» Questions d'étude
**A)** Renvoyez tel quel le passage de la critique des Mandragores qui va de « Un premier roman » jusqu'à « ans !) Marius Degardin. ».
**B)** D'après la critique des Mandragores, pour quels prix le roman a-t-il été sélectionné cette année ?

» Extrait du document
+-------+
Les mandragores (Marius Degardin)


[...] - Encore en vie ?

Un premier roman percutant signé par un très jeune auteur : l'histoire d'une fratrie abandonnée par les parents. Marius Degardin ose se faire une place sur la scène littéraire.

L'auteur, le livre (312 pages, août 2025) :

On sait depuis Corneille, que la valeur n'attend pas le nombre des années. En voici encore la preuve avec ce premier roman Les mandragores, du très jeune (22 ans !) Marius Degardin.
Notre record était détenu à 23 ans par l'italien Matteo Porru avec La douleur fait naître l'hiver.
C'est toujours un grand plaisir et une grande satisfaction que de découvrir une nouvelle plume, une nouvelle voix qui, même noyée dans le bruyant tumulte d'une rentrée littéraire, reste assez forte pour se faire entendre et captiver l'attention de ses lecteurs.
L'an passé, les éditions Le Panseur nous avait proposé le premier roman de Bénédicte Dupré La Tour (Terres promises), une sacrée lecture, qui était monté sur notre podium 2024 et c'est encore une bonne pioche cette année avec ces Mandragores.
Les mandragores a été sélectionné cette année pour le Prix Fnac et le Prix Envoyé par la Poste.
+-------+
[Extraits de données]
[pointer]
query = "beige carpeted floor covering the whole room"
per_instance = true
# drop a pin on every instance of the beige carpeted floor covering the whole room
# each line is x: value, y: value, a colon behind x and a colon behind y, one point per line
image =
+-------+
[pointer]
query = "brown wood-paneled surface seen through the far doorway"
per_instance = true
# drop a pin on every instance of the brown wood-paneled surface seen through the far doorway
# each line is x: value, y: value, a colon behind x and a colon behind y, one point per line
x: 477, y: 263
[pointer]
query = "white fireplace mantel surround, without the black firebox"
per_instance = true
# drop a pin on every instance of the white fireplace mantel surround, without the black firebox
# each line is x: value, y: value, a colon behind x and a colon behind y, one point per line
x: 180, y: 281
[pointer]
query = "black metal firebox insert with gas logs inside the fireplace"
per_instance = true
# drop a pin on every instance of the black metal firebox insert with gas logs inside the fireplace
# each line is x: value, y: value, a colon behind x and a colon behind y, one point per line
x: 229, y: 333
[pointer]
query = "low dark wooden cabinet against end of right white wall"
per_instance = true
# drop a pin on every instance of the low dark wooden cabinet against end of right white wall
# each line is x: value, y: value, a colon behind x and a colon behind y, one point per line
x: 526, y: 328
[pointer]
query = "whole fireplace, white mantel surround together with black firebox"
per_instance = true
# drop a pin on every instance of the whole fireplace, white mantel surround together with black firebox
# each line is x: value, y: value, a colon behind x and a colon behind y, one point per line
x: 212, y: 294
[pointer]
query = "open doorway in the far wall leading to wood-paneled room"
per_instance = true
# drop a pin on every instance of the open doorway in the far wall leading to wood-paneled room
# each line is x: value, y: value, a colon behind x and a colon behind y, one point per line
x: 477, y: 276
+-------+
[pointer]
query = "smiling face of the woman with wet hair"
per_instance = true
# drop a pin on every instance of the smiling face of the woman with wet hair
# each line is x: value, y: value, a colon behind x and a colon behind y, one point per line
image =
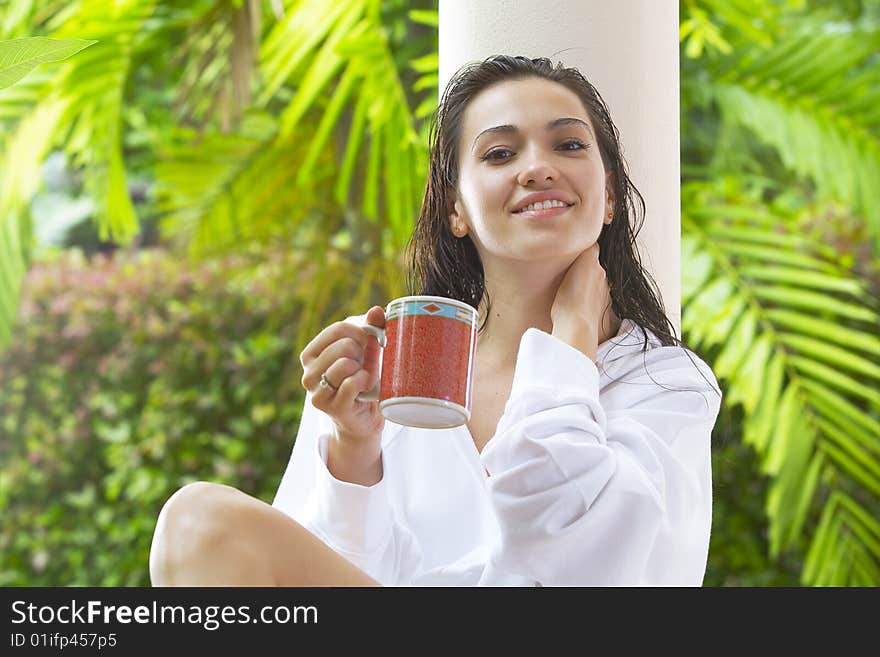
+-------+
» Réponses
**A)**
Un premier roman percutant signé par un très jeune auteur : l'histoire d'une fratrie abandonnée par les parents. Marius Degardin ose se faire une place sur la scène littéraire.

L'auteur, le livre (312 pages, août 2025) :

On sait depuis Corneille, que la valeur n'attend pas le nombre des années. En voici encore la preuve avec ce premier roman Les mandragores, du très jeune (22 ans !) Marius Degardin.

**B)** Le Prix Fnac et le Prix Envoyé par la Poste.